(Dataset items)
★ ★ ★
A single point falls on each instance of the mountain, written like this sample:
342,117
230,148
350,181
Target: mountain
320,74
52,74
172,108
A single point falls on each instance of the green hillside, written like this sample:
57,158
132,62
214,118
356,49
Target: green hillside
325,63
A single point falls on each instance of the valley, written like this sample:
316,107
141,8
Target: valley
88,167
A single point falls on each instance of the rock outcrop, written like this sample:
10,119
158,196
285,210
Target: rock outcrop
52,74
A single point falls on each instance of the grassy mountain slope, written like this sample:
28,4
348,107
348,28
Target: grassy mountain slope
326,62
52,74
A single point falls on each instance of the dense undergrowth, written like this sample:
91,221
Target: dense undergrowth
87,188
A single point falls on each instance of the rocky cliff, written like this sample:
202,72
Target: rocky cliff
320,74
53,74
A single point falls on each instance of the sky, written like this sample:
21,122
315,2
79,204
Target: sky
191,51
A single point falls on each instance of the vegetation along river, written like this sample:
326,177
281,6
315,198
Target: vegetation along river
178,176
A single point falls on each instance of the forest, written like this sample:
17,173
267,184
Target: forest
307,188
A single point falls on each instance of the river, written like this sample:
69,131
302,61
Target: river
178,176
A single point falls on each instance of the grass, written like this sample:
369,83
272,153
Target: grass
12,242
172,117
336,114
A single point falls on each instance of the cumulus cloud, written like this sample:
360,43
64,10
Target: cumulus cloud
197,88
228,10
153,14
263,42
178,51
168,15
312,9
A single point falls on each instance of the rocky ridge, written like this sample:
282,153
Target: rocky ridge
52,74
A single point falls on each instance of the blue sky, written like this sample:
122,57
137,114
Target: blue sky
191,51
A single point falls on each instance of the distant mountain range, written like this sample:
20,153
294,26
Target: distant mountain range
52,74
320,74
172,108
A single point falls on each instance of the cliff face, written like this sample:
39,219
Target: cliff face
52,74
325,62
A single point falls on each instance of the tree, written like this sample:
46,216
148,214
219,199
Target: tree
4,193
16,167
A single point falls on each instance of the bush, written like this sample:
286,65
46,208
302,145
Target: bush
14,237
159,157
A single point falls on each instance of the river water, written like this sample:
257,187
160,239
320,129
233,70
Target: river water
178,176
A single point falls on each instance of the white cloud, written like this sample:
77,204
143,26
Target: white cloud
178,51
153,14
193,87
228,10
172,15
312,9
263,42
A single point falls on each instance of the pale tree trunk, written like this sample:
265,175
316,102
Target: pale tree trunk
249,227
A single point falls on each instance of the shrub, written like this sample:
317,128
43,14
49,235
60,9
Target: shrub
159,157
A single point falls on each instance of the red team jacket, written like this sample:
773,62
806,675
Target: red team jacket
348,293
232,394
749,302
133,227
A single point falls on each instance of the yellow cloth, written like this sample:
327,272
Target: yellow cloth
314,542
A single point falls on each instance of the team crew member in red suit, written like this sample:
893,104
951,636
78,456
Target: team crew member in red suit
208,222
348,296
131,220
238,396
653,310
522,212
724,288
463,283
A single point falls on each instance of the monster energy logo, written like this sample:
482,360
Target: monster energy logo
★ ★ ★
- **What the exercise asks**
Print out every entry, keeping each one exact.

- **Correct output**
A single point falls on each instance of the mountain, written like this sample:
342,117
230,148
350,181
Target: mountain
320,74
52,74
172,108
A single point falls on each instance of the green hillside, written like this sample:
57,158
132,62
214,118
356,49
Target: green hillside
325,63
A single point falls on each instance of the valley, written like this sample:
316,107
141,8
Target: valley
88,167
A single point falls on each instance of the rock outcrop, written like this sample:
10,119
158,196
285,210
Target: rock outcrop
52,74
A single point falls on each instance of the grassy mountain slope, written like this sample:
28,4
348,107
348,28
Target: grassy mountain slope
326,62
52,74
A single point falls on each instance of the dense undergrowth, written like this sample:
91,221
Target: dense undergrowth
87,188
A single point falls on each instance of the rocky cliff, written like this sample:
202,72
Target: rocky cliff
320,74
53,74
A single point falls on each instance of the sky, written like this sample:
21,122
315,2
79,204
Target: sky
191,51
A single point falls on each instance of the vegetation along river, written like this sample:
326,177
281,6
315,198
Target: vegetation along river
178,176
A single point falls on each instance of the forest, written like this sample:
17,173
267,184
Target: forest
307,188
A single point falls on each instance of the river, written like this sample:
69,131
302,61
Target: river
178,176
A single point falls on each instance of the grass, written like this sample:
369,83
272,153
Target: grass
12,242
172,117
336,114
A single point falls on each instance of the cumulus cloud, written like this sample:
360,43
64,10
Target: cumulus cloud
197,88
228,10
153,14
263,42
178,51
168,15
312,9
A single point falls on each instance of the rocky ridge, written like this sample:
282,153
Target: rocky ridge
52,74
A single point falls on each instance of the blue sky, written like this sample:
122,57
137,114
Target: blue sky
191,51
A single point falls on each instance of the distant mountain range, written like this sample:
20,153
294,26
Target: distant mountain range
52,74
320,74
172,108
A single point falls on each instance of the cliff face, written like this sample:
39,219
Target: cliff face
52,74
325,62
A single point falls on each instance of the tree, written like this sample:
46,216
148,214
219,199
Target: tree
4,193
16,167
A single point falls on each instance of the bush, written like this sample:
286,65
46,208
302,145
Target: bush
14,237
159,157
A single point falls on each instance of the river water, written like this sample:
257,187
160,239
320,129
233,70
Target: river water
178,176
A single point falls on each instance of the white cloud, written like this sample:
77,204
143,26
Target: white cloud
178,51
153,14
193,87
228,10
172,15
312,9
263,42
A single point falls on each instance of the pale tree trunk, written like this sample:
265,175
316,102
Target: pale tree trunk
249,227
A single point falls on each instance of the shrub, written like this sample:
317,128
43,14
49,235
60,9
Target: shrub
159,157
A single point falls on each instance of the red team jacket, written like this sample:
773,62
806,675
Target: red team jacket
348,293
232,394
749,302
133,227
A single point falls on each instance of the yellow cloth, written like this sample:
327,272
Target: yellow cloth
314,542
A single point falls on each instance of the team crew member in red suit, written like this sample:
893,104
951,636
78,456
Target: team crew member in red suit
208,222
348,296
131,220
238,396
653,310
522,212
724,288
463,283
A single point falls on each instance of the monster energy logo, written like this sample:
482,360
Target: monster energy logo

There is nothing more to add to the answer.